• **Supplied passage**:

Setup of summarisation step

To summarise a large set of boundary candidates, we have to decide and extract a set of complementing features able to group similar candidates and set apart those that are dissimilar. Ideally, we want a generic procedure which can give good results for many different types of SUTs. We want to select features so boundary pairs with similar outputs are grouped. The focus of this study has been on detection, while the following reasoning regarding simplicity and feature selection guided the applied summarisation.

We implement the AutoBVA summarisation by validity-value similarity clustering using k-means clustering Hartigan & Wong (1979). We choose k-means clustering because it is one of the simplest, well-studied, and understood clustering algorithms and widely available Xu & Tian (2015). Clustering was done per validity group to avoid mixing pairs that have very different output types, namely: VV (String, String), VE (String, Error), and EE (Error, Error). We span a feature space over the boundary candidates to capture a diverse range of properties and allow for a diversified clustering from which to sample representatives per cluster. We extract features from the output differences between boundary candidates since input distances within the boundary candidates are already factored into the selection of the candidates. Moreover, outputs can easily be compared in their “stringified” version using a generic information theoretical measure Q, typically a string distance function.

Coordinate labeling data
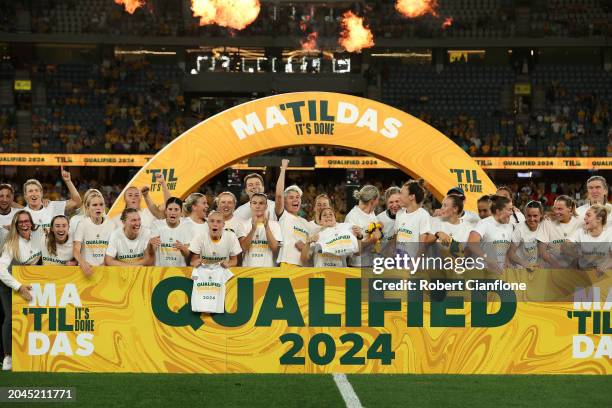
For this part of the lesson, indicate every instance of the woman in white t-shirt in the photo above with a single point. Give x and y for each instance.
(295, 229)
(174, 236)
(495, 234)
(450, 230)
(57, 248)
(263, 236)
(312, 249)
(92, 234)
(215, 244)
(555, 232)
(524, 248)
(412, 222)
(33, 194)
(132, 244)
(195, 208)
(593, 244)
(363, 216)
(22, 247)
(517, 216)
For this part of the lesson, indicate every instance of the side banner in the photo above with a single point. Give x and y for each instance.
(293, 320)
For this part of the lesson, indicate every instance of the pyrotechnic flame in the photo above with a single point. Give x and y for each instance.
(354, 35)
(416, 8)
(310, 44)
(130, 5)
(236, 14)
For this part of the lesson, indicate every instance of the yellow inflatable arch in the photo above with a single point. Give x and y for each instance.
(313, 118)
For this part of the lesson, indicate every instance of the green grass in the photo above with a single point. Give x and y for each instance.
(374, 391)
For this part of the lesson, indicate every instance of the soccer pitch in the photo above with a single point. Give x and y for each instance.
(290, 390)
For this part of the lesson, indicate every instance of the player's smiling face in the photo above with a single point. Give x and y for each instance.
(173, 213)
(226, 205)
(33, 196)
(293, 202)
(215, 225)
(60, 229)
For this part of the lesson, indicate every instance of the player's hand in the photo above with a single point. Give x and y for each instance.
(24, 291)
(65, 175)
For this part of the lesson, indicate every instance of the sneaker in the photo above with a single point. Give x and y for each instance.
(7, 364)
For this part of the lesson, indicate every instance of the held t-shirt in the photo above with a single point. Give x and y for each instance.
(128, 250)
(167, 254)
(94, 239)
(208, 293)
(215, 251)
(259, 253)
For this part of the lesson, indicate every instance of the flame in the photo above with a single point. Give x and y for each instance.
(354, 35)
(236, 14)
(310, 43)
(416, 8)
(130, 5)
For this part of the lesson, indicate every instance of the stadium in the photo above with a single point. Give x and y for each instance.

• **What you are asked to do**: According to the passage on the summarization setup, why are features taken from the output differences between boundary candidates? Answer in one to three sentences. Rely only on the passage about the summarization setup when answering.

• **Task solution**: Features come from output differences because input distances within the boundary candidates are already factored into how the candidates are selected. Outputs can also be compared easily in their "stringified" form with a generic information theoretical measure, typically a string distance function.